=== GIVEN INFORMATION ===

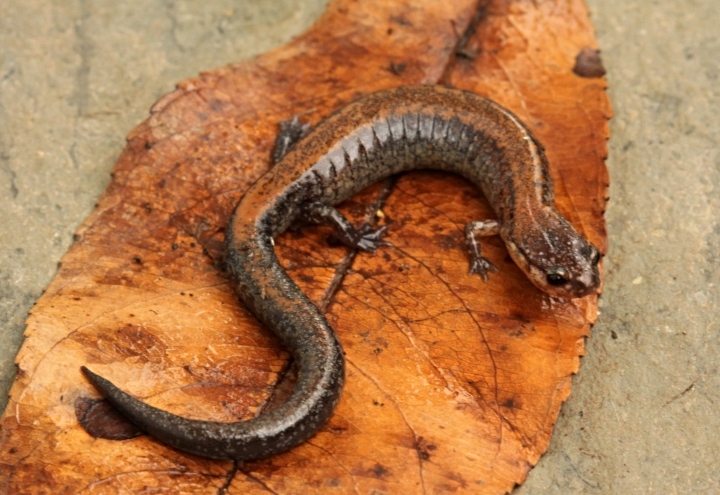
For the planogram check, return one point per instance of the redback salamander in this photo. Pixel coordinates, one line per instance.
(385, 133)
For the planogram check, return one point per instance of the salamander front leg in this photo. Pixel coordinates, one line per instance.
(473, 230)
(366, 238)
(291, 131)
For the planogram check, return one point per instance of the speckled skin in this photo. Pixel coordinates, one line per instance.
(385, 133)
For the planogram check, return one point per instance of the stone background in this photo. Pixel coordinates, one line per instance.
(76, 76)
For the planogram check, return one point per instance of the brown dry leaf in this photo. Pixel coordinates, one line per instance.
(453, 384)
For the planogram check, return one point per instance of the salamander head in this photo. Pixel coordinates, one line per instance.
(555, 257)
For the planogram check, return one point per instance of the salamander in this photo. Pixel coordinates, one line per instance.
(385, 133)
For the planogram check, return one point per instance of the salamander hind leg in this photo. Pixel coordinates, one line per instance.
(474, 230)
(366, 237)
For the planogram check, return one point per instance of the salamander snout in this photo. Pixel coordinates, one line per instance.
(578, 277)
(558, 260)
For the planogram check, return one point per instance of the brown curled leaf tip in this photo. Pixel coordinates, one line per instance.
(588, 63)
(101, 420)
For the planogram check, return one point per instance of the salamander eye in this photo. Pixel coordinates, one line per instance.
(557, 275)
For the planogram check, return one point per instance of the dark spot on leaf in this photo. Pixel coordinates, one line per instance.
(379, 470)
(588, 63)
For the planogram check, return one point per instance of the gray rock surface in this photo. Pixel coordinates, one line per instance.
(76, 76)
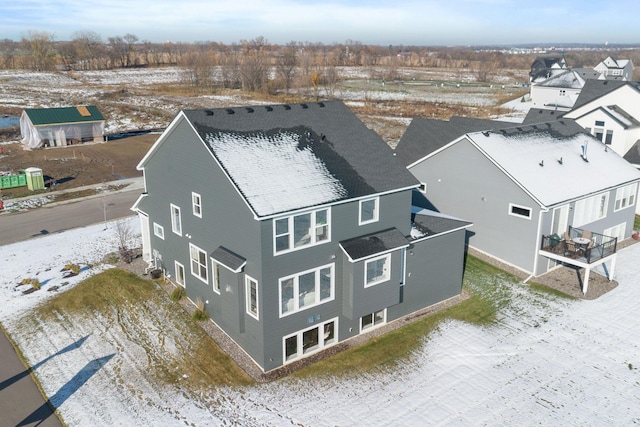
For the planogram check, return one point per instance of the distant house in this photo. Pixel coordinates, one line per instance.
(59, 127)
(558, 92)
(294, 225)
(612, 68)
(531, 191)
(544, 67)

===

■ SET PROBLEM ■
Please format every line of the records above as a numbered list, skipping blank lines and leaving the pictures out.

■ CORRECT RESPONSE ■
1. For the planogram check, return one point per instance of the redback salamander in this photo. Pixel coordinates, one line per instance.
2. (385, 133)
3. For the planogram check, return one point per instance of the salamander front leg in this photo. Pixel coordinates, one line per instance.
4. (473, 230)
5. (366, 238)
6. (291, 131)
7. For the planogram check, return one point per instance of the speckled skin in this photo. Pixel coordinates, one line per instance.
8. (385, 133)
9. For the planogram check, return one point per instance of the stone background in this photo. Pixel coordinates, one line per instance.
10. (76, 76)
11. For the planogram check, return one point per instance of the brown dry leaf in this photo. Pixel coordinates, one line per instance.
12. (453, 384)
13. For the planogram check, return one point per instance of the salamander head in this photo. Pixel coordinates, one line per instance.
14. (555, 257)
15. For the planogram check, return one point per instance of the salamander in this photo. Pixel coordinates, one line per instance.
16. (385, 133)
17. For the planogram check, return one point per instance of the salamander hind leg in this photo. Pixel coordinates, one line per instance.
18. (474, 230)
19. (366, 237)
20. For the planogram check, return one point per instance of the salamander snout in this photo. Pixel coordinates, one line per instance.
21. (578, 277)
22. (558, 260)
23. For the planogram check, return one point per instance of the brown curled leaf tip in this photo. Pixel coordinates, one line per instance.
24. (588, 63)
25. (101, 420)
26. For the planogram check, return one point per instance of the salamander eye in this photo. Pixel coordinates, one line per instance.
27. (557, 275)
28. For the planogram check, return one point per instance of the dark spot on leaf in this photo. Pixel coordinates, one line per instance.
29. (379, 470)
30. (588, 63)
31. For the planogram check, return one point per instance of the gray rock surface in this photo. Pixel coordinates, one line per instance.
32. (76, 76)
33. For the planogram check, return one point per instance of the distant house in this photo. Pixel coordinates, one line per instance.
34. (59, 127)
35. (558, 92)
36. (294, 225)
37. (612, 68)
38. (531, 191)
39. (544, 67)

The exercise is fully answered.